- **Reading text**
━━━━━━━━━━━━━━━━━━━━━━━━━━━━━━
Russell County is a county in the southeastern part of the U.S. state of Alabama. As of the 2020 census, the population was 59,183. Its county seat is Phenix City. Its name is in honor of Colonel Gilbert C. Russell, who fought in the wars against the Creek Indians.

Russell County is part of the Columbus, GA-AL Metropolitan Statistical Area.

Of all counties in the United States, Russell County has the most amount of people working in a state other than their own, at over 54% of the population, most of whom work in Columbus, Georgia.

History
Russell County was established by an act of the state general assembly on December 18, 1832, from lands ceded to the state by the Creek Native Americans. The county seat has changed several times: Girard (1833–1839), Crawford originally Crockettsville (1839–1868), Seale (1868–1935) and Phenix City (1935–present). It was named for War of 1812, Col. Gilbert Christian Russell Sr., 1782–1861, 3rd U.S. Infantry.

In the 1940s and 1950s, Russell County and especially its county seat, Phenix City gained a reputation of lawlessness, political corruption and being a den for vice such as organized crime, prostitution, and gambling.  The city police and county deputies also took part in the corruption. In 1954, the local politician Albert Patterson won the Democratic nomination for Alabama Attorney General on a platform of ridding the city of corruption and crime. Patterson ran for a state office since he was unable to run in local elections, as they were rigged. On June 18, 1954, Patterson was shot and killed by an unknown assassin. The murder set off a series of events that led to Governor Gordon Persons declaring martial law in the county and city because of its lawlessness on July 22 that year. That was the only time since the Reconstruction era that martial law was declared in a US city for reasons other than civil unrest or natural disaster. The Alabama National Guard was called in to assume the role of the police and clean up the area of illegal activities. The state of martial law was rescinded on January 17, 1955, with Russell County and Phenix City both returning to civilian control. In 1974, the New York Times noted that the campaign as very successful and led to a relatively-low crime rate in Phenix City for the 20 years since then.
━━━━━━━━━━━━━━━━━━━━━━━━━━━━━━
- **Source records**

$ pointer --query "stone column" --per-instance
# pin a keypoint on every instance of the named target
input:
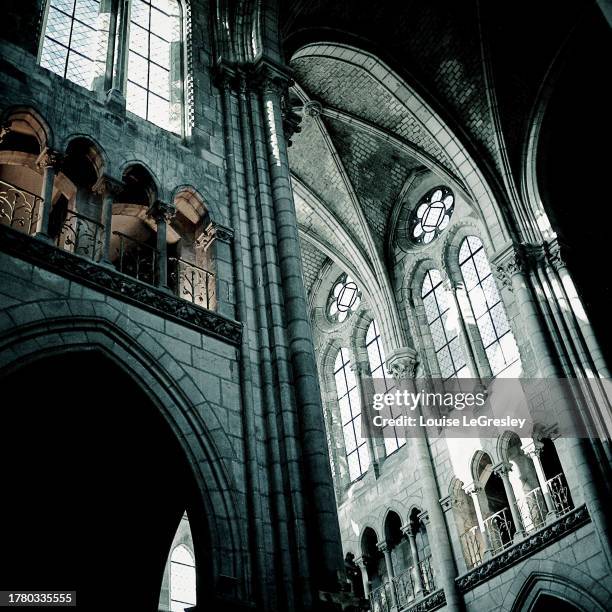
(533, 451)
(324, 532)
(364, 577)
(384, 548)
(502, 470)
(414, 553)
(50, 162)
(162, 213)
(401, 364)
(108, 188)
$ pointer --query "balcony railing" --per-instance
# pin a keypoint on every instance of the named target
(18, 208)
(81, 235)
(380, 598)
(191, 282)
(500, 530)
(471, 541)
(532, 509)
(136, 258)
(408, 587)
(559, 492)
━━━━━━━━━━━━━━━━━━━━━━━━━━━━━━
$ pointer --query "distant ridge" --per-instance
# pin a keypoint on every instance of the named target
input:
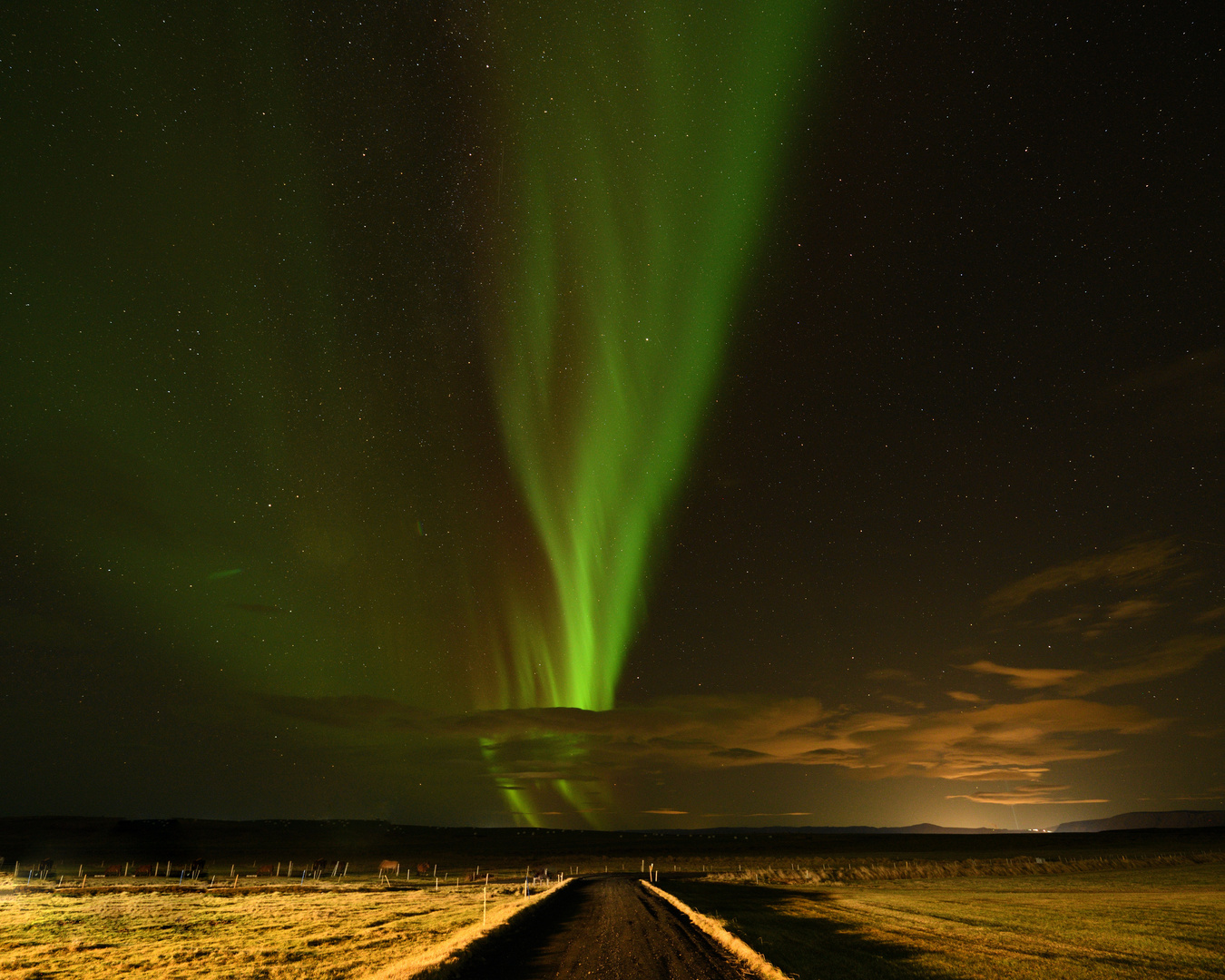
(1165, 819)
━━━━━━━━━━━━━━━━━━━━━━━━━━━━━━
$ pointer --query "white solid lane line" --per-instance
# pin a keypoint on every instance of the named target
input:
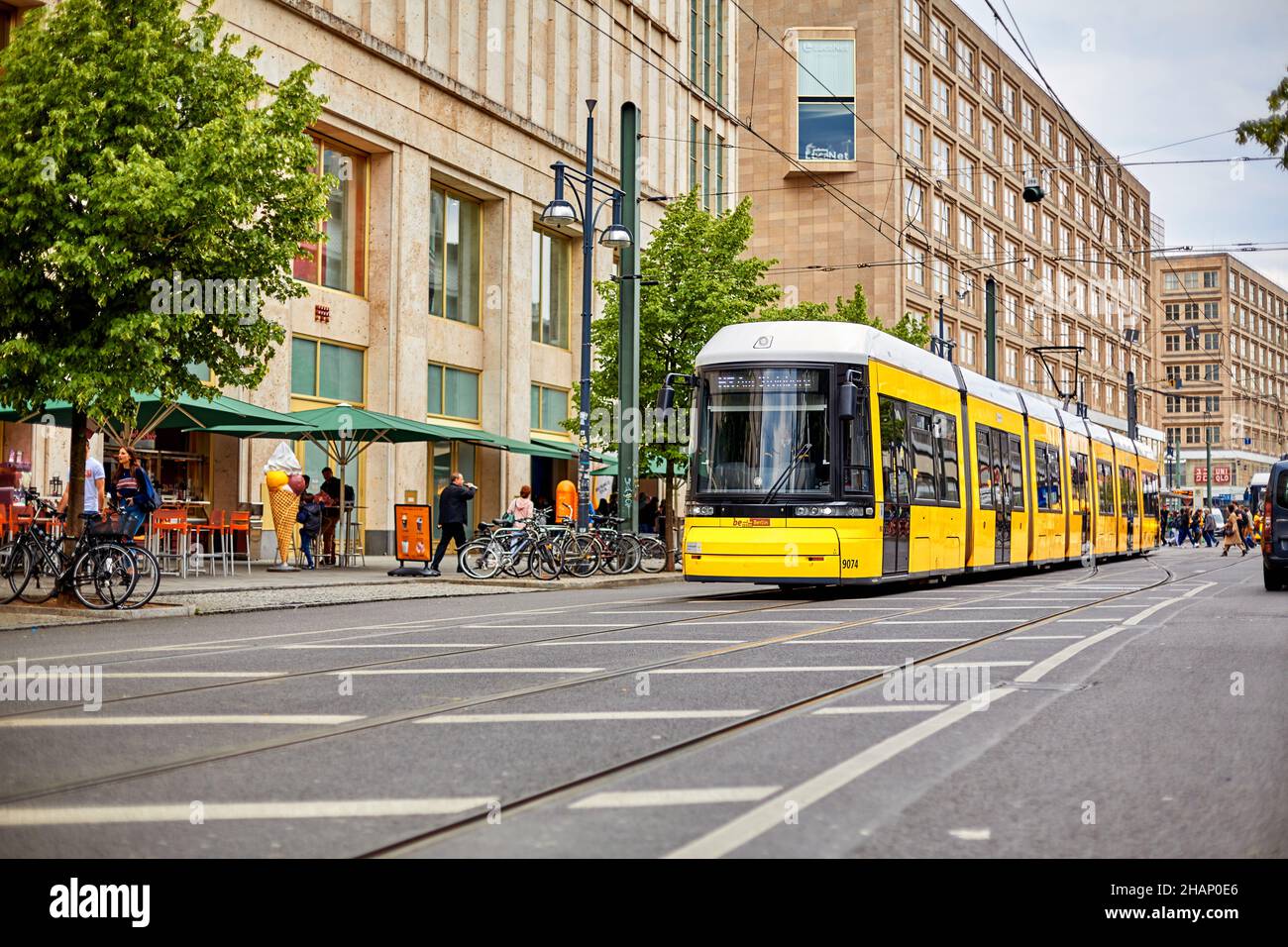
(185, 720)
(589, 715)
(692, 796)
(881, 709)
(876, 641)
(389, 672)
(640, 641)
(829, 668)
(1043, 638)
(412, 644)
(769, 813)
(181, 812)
━━━━━━━━━━━━━━━━━━━━━━━━━━━━━━
- **Exercise set**
[a] According to the Russell County article, on what date was martial law in the county rescinded?
[b] Show every line of the entries that contains the string "pointer".
The Russell County article and the entries have nothing to do with each other.

- **Per-task answers**
[a] January 17, 1955.

[b]
$ pointer --query "stone column" --per-instance
$ pointer --query "balcony railing" --per-instance
$ pointer --query "distant ridge" --per-instance
$ pointer --query "white solid lane line" --per-instance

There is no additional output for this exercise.